■ EXERCISE OBJECTIVE: In this exercise, every entry is to be transcribed exactly as written.

■ INPUT DATA:
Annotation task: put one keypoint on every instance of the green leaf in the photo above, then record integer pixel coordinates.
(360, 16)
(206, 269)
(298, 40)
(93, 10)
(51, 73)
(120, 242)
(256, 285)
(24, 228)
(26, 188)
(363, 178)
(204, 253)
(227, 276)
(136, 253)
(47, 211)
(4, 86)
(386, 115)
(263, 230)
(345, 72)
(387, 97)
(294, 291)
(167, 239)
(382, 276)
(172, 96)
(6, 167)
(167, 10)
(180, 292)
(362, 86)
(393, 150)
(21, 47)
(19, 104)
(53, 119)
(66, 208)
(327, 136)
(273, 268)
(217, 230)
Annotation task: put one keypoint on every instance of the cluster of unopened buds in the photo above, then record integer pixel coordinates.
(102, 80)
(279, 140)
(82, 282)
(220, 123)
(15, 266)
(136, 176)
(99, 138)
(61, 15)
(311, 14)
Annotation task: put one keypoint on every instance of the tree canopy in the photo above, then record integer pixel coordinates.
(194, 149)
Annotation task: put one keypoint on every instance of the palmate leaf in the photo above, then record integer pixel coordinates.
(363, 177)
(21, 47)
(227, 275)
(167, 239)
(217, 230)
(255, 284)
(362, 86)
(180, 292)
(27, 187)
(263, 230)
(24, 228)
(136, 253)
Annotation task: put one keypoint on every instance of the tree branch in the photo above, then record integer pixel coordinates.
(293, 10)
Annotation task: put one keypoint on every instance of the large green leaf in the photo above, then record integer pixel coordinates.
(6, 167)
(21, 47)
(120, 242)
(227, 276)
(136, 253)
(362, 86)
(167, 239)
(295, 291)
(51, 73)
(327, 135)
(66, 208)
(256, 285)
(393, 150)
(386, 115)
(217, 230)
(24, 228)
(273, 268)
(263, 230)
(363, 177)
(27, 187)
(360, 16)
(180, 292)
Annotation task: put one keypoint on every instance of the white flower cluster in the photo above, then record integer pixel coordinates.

■ FINISHED TASK:
Annotation task: put one keypoint on every instance of the green leaf in the photo above, then record integer pixel coordinates.
(360, 16)
(206, 269)
(298, 40)
(93, 10)
(51, 73)
(120, 242)
(256, 285)
(24, 228)
(26, 188)
(363, 178)
(204, 253)
(227, 276)
(136, 253)
(47, 211)
(4, 86)
(386, 115)
(263, 230)
(345, 72)
(387, 97)
(294, 291)
(167, 239)
(382, 276)
(172, 96)
(6, 167)
(167, 10)
(180, 292)
(362, 86)
(393, 150)
(21, 47)
(19, 104)
(53, 119)
(66, 208)
(327, 136)
(273, 268)
(217, 230)
Annotation task: put one keypoint on every instance of the cluster of unopened buds in the photo above, then record integer pixel coordinates.
(102, 80)
(279, 140)
(82, 282)
(220, 123)
(15, 266)
(136, 176)
(99, 138)
(61, 15)
(311, 14)
Annotation task: put one keypoint on every instance of the tree canopy in the photo above, then record integer pixel coordinates.
(194, 149)
Annotation task: put one keypoint on every instance of the palmate leaf in the photo above, then record integer pixel coordinates.
(363, 177)
(21, 47)
(227, 275)
(167, 239)
(217, 230)
(255, 284)
(362, 86)
(180, 292)
(27, 187)
(263, 230)
(24, 228)
(136, 253)
Annotation task: put one keypoint on every instance of the tree branch in the photo above, then record integer pixel coordinates.
(293, 10)
Annotation task: put one keypoint on every instance of the large green leaf in the photo above, then record integer pixel coordinates.
(6, 167)
(21, 47)
(120, 242)
(227, 276)
(136, 253)
(362, 86)
(167, 239)
(295, 291)
(51, 73)
(327, 135)
(66, 208)
(256, 285)
(393, 150)
(386, 115)
(217, 230)
(24, 228)
(273, 268)
(263, 230)
(363, 177)
(27, 187)
(360, 16)
(180, 292)
Annotation task: put one keypoint on every instance of the white flower cluster in the photo above, then record integer pixel coordinates.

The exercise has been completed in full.